* **What to do**: For every record that follows, transcribe the text exactly and leave any image out.

* **Supplied material**:
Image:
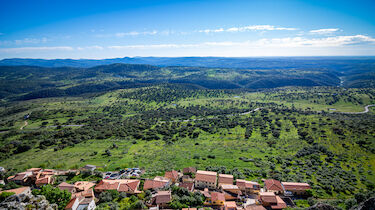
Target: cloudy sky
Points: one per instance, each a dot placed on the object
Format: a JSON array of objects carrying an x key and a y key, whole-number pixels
[{"x": 233, "y": 28}]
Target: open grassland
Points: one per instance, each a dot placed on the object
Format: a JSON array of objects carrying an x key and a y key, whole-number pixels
[{"x": 294, "y": 136}]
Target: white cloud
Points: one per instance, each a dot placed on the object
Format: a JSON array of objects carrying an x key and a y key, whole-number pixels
[
  {"x": 30, "y": 49},
  {"x": 334, "y": 41},
  {"x": 24, "y": 41},
  {"x": 131, "y": 33},
  {"x": 324, "y": 31},
  {"x": 248, "y": 28},
  {"x": 30, "y": 41},
  {"x": 95, "y": 47}
]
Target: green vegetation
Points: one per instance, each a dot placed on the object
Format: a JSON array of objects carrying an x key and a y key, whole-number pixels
[
  {"x": 54, "y": 195},
  {"x": 4, "y": 195},
  {"x": 286, "y": 133}
]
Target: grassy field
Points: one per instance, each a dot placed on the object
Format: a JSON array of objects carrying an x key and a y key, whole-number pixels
[{"x": 221, "y": 142}]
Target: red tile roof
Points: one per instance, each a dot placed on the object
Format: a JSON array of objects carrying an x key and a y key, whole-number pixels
[
  {"x": 295, "y": 186},
  {"x": 71, "y": 203},
  {"x": 44, "y": 180},
  {"x": 17, "y": 191},
  {"x": 255, "y": 207},
  {"x": 153, "y": 184},
  {"x": 225, "y": 179},
  {"x": 206, "y": 176},
  {"x": 121, "y": 185},
  {"x": 188, "y": 186},
  {"x": 216, "y": 196},
  {"x": 66, "y": 186},
  {"x": 173, "y": 175},
  {"x": 243, "y": 184},
  {"x": 280, "y": 204},
  {"x": 268, "y": 197},
  {"x": 189, "y": 170},
  {"x": 272, "y": 184},
  {"x": 163, "y": 197},
  {"x": 83, "y": 185}
]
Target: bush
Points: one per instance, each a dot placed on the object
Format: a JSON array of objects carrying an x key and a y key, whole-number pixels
[
  {"x": 4, "y": 195},
  {"x": 54, "y": 195}
]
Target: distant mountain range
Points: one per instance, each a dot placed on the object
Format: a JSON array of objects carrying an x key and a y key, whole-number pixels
[{"x": 222, "y": 62}]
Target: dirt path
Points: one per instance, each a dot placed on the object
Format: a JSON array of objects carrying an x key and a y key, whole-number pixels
[
  {"x": 364, "y": 112},
  {"x": 26, "y": 123}
]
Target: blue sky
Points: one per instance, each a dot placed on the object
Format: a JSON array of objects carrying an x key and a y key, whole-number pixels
[{"x": 232, "y": 28}]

* **Answer area**:
Image:
Target: cloudy sky
Points: one per instance, each a dot placed on the object
Format: a JSON array of objects carrying an x key and a y key, whole-number pixels
[{"x": 233, "y": 28}]
Target: open grassland
Points: one per instance, each a dot placed on the object
Format: a JSON array of objects carrying an x key and a y key, whole-number pixels
[{"x": 294, "y": 136}]
Target: white cloud
Points: one per instance, each a dot placed on the object
Format: a JSON array of objects carrying an x key and a y key, whole-number pixels
[
  {"x": 30, "y": 49},
  {"x": 334, "y": 41},
  {"x": 24, "y": 41},
  {"x": 131, "y": 33},
  {"x": 324, "y": 31},
  {"x": 248, "y": 28},
  {"x": 30, "y": 41},
  {"x": 95, "y": 47}
]
Target: green vegetation
Points: one per instance, each a dot placed on the object
Format: a JSON array of objects carrying an x key and a y key, whole-number pixels
[
  {"x": 54, "y": 195},
  {"x": 4, "y": 195},
  {"x": 286, "y": 133}
]
Target: grassy field
Points: one per instance, each a dot placed on the object
Format: a JSON array of objects carrying an x key and a y key, whole-number pixels
[{"x": 221, "y": 142}]
Target: red tile roof
Points: one per instance, each a dot placed on the object
Format: a JSON array of objects carrying an x key and a y key, whole-number pixels
[
  {"x": 295, "y": 186},
  {"x": 71, "y": 203},
  {"x": 44, "y": 180},
  {"x": 17, "y": 191},
  {"x": 255, "y": 207},
  {"x": 153, "y": 184},
  {"x": 225, "y": 179},
  {"x": 206, "y": 176},
  {"x": 121, "y": 185},
  {"x": 188, "y": 186},
  {"x": 216, "y": 196},
  {"x": 66, "y": 186},
  {"x": 173, "y": 175},
  {"x": 243, "y": 184},
  {"x": 280, "y": 204},
  {"x": 268, "y": 197},
  {"x": 189, "y": 170},
  {"x": 272, "y": 184},
  {"x": 163, "y": 197},
  {"x": 83, "y": 185}
]
Target: bush
Points: one per instance, each a dot placed on the object
Format: a JSON array of objects carrying an x key and a y key, whole-number pixels
[
  {"x": 4, "y": 195},
  {"x": 54, "y": 195}
]
Target: distant mountain range
Points: one per instance, each a dot placed on the object
Format: a JSON array of objects carrying an x key and a y key, whole-number pixels
[{"x": 222, "y": 62}]
Target: dirt path
Points: one per instance, each a dot placed on the object
Format: a JSON array of objects carrying an x key and a y key, whole-number pixels
[
  {"x": 364, "y": 112},
  {"x": 26, "y": 123}
]
Target: blue sky
Points: one per instance, each a dot placed on the object
Format: a JSON array of objects carrying an x key and a y key, whole-number pixels
[{"x": 232, "y": 28}]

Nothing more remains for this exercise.